■ Directions for this task:
Add 58 to every coordinate in the answer points, and write out again all the lines from the first one through the line containing "point(144, 161)", with every other line kept unchanged.

*** Data shown ***

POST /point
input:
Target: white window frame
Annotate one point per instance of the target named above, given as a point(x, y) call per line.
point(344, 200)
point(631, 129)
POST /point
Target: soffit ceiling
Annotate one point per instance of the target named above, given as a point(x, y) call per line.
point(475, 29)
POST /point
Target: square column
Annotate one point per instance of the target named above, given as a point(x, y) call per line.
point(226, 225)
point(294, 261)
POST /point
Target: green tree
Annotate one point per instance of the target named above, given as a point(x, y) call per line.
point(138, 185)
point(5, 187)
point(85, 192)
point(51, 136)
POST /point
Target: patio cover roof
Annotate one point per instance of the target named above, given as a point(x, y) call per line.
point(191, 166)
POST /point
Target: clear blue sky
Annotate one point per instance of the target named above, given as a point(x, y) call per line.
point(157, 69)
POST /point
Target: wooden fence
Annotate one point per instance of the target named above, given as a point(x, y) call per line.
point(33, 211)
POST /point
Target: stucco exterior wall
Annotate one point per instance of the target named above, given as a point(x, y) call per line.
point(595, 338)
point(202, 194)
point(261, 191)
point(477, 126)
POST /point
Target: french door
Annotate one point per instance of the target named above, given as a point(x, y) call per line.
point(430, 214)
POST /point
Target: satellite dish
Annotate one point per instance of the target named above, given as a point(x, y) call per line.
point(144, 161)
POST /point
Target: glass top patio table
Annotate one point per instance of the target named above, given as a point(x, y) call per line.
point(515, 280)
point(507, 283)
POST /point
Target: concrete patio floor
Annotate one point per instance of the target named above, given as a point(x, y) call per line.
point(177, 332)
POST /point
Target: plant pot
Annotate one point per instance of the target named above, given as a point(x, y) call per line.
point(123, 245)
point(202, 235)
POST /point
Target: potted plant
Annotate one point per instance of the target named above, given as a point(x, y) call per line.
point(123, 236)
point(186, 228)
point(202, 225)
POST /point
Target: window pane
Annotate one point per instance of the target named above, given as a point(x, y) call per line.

***

■ Reply:
POST /point
input:
Target: white window frame
Annotate one point per instance of the target named above, given as a point(x, y) call per line.
point(402, 258)
point(689, 187)
POST /point
Target: soffit ceiling
Annotate one point per instance of the target named above, given as a point(x, y) call per line.
point(533, 87)
POST /point
Target: square column
Annotate one point per instance of the target named above, given as a point(x, y) call per line.
point(284, 283)
point(352, 319)
POST /point
Target: green tree
Annotate one point per instance of the target named above, given as a point(x, y) call per line.
point(196, 243)
point(63, 245)
point(143, 250)
point(109, 194)
POST /point
Target: patio cover roof
Annotate one point per instance of the target named above, given as a point(x, y) call per line.
point(249, 224)
POST /point
Target: clear blue sky
Annotate one point per instance of the target named above, given as a point(x, y) call per line.
point(215, 127)
POST /point
Target: wooden fence
Annotate one point per instance of the target named above, given as a point(x, y) call per line.
point(91, 269)
POST /point
Target: stucco exterior wall
Annotate one point per instance of the target named above, given as a point(x, y) call per line.
point(653, 396)
point(260, 252)
point(319, 249)
point(535, 184)
POST /point
Target: french door
Annotate one point per instance of the target named above, given as a point(x, y) call per line.
point(488, 272)
POST /point
Target: satellite dish
Annotate one point per instance of the target named above, given as a point(x, y) call per line.
point(202, 219)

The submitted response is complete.